═══ TEXTAUSZUG ═══
Als der Dichter und Diplomat Milan Rakić am 10. November 1912 an der Spitze einer serbischen Militärkolonne in Pristina einrückte, hatte er einen Plan. Er begab sich zum serbischen Konsulat und schleppte mithilfe seiner Soldaten eine dort versteckte Glocke zur orthodoxen Kirche. Dann liess er sie hochziehen. Nun traten Mann für Mann heran, bekreuzigten sich, zogen die Mütze und dann am Strang der Glocke. Stundenlang klang sie hell übers Amselfeld. Nach 500 Jahren Türkenherrschaft war Kosovo wieder serbisch. «Der Balkan den Balkanvölkern!», hiess die Losung des Balkanbundes, jener Allianz aus Bulgarien, Serbien, Griechenland und Montenegro, welche die osmanische Herrschaft in Europa in wenigen Monaten beendete. Doch befreit wurden nur jene Völker, die bereits einen Staat hatten – Albaner, Mazedonier, slawische Muslime und Balkantürken waren mit dem Wahlspruch nicht gemeint. Für Kosovos Albaner hatte Rakićs Glocke einen bedrohlichen Klang.

Hundert Jahre nach Ausbruch des Ersten Balkankriegs im Oktober 1912 wird in der Region dieses Ereignisses nur wenig gedacht. Ein serbischer Vorschlag, alle Kriegsparteien von damals zu einer Gedenkfeier zu versammeln, fand wenig Zuspruch. Und als Istanbul eine ähnliche Initiative ergriff, kamen nur Vertreter aus Albanien, Bosnien, Mazedonien und Montenegro. Das hat natürlich mit gegenwärtigen politischen Konstellationen zu tun, nicht zuletzt mit dem Erstarken der Türkei. Doch aus historischer Sicht hat der Anlass mehr Beachtung verdient. Die Balkankriege 1912 und 1913 markieren nicht nur das Ende der osmanischen Herrschaft in Europa, sie sind auch Vorboten einer neuen Art von Krieg.
═══
* _AUFGABE A_:
Stimmen diese Aussagen mit dem Textauszug überein? Antworte bei jeder mit Ja oder Nein und zitiere die Worte aus dem Text, die den Ausschlag geben.
(i) Milan Rakić zog am 10. November 1912 mit einer serbischen Militärkolonne in Pristina ein.
(ii) Albanien gehörte zum Balkanbund.
(iii) Der serbische Vorschlag einer gemeinsamen Gedenkfeier fand großen Anklang.
* _AUFGABE B_: Gib aus dem Textauszug die Stelle wortgetreu wieder, die mit „Hundert Jahre nach“ beginnt und bis einschließlich „Art von Krieg.“ weitergeht.
* _AUFGABE C_: Aus welchen Ländern kamen laut dem Textauszug Vertreter, als Istanbul eine Initiative zum Gedenken ergriff?
═══ AUFLISTUNG ═══
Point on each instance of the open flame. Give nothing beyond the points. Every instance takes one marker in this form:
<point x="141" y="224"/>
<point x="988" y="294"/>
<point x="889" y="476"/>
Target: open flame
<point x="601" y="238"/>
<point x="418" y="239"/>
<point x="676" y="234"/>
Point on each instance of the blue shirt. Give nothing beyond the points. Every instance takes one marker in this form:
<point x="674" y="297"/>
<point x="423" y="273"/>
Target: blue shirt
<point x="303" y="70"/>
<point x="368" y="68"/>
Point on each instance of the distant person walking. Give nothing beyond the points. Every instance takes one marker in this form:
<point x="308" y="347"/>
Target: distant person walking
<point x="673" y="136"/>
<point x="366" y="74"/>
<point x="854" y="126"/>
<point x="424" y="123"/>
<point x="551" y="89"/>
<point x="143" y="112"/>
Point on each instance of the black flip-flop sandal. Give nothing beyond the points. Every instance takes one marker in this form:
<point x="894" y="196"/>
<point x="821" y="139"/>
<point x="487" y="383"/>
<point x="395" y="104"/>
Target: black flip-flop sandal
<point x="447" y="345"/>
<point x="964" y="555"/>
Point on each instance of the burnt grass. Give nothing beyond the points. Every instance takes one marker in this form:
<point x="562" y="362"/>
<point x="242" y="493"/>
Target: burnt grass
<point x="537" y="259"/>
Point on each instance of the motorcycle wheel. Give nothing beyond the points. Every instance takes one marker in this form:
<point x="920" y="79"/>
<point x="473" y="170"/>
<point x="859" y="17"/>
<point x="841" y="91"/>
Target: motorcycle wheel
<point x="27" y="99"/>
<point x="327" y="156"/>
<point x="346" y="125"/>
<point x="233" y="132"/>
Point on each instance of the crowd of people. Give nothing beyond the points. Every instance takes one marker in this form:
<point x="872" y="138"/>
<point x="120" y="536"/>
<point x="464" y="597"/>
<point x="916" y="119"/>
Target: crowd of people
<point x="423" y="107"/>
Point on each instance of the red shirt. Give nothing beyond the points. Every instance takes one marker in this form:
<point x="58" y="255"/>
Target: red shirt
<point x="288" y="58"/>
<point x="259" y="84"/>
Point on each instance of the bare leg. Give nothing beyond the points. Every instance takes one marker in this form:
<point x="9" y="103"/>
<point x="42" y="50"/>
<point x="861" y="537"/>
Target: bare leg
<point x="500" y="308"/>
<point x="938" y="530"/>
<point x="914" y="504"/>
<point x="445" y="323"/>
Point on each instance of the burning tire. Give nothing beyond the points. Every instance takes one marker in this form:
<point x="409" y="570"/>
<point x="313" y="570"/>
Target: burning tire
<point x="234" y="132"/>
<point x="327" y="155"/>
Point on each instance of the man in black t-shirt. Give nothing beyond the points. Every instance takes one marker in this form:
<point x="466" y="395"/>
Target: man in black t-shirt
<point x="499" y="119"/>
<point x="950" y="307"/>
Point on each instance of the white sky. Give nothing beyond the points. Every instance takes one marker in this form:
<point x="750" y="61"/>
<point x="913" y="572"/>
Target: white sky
═══
* _ANTWORT A_:
(i) Ja: „am 10. November 1912 an der Spitze einer serbischen Militärkolonne in Pristina einrückte“
(ii) Nein: „jener Allianz aus Bulgarien, Serbien, Griechenland und Montenegro“
(iii) Nein: „fand wenig Zuspruch“

* _ANTWORT B_:
Hundert Jahre nach Ausbruch des Ersten Balkankriegs im Oktober 1912 wird in der Region dieses Ereignisses nur wenig gedacht. Ein serbischer Vorschlag, alle Kriegsparteien von damals zu einer Gedenkfeier zu versammeln, fand wenig Zuspruch. Und als Istanbul eine ähnliche Initiative ergriff, kamen nur Vertreter aus Albanien, Bosnien, Mazedonien und Montenegro. Das hat natürlich mit gegenwärtigen politischen Konstellationen zu tun, nicht zuletzt mit dem Erstarken der Türkei. Doch aus historischer Sicht hat der Anlass mehr Beachtung verdient. Die Balkankriege 1912 und 1913 markieren nicht nur das Ende der osmanischen Herrschaft in Europa, sie sind auch Vorboten einer neuen Art von Krieg.

* _ANTWORT C_: Aus Albanien, Bosnien, Mazedonien und Montenegro.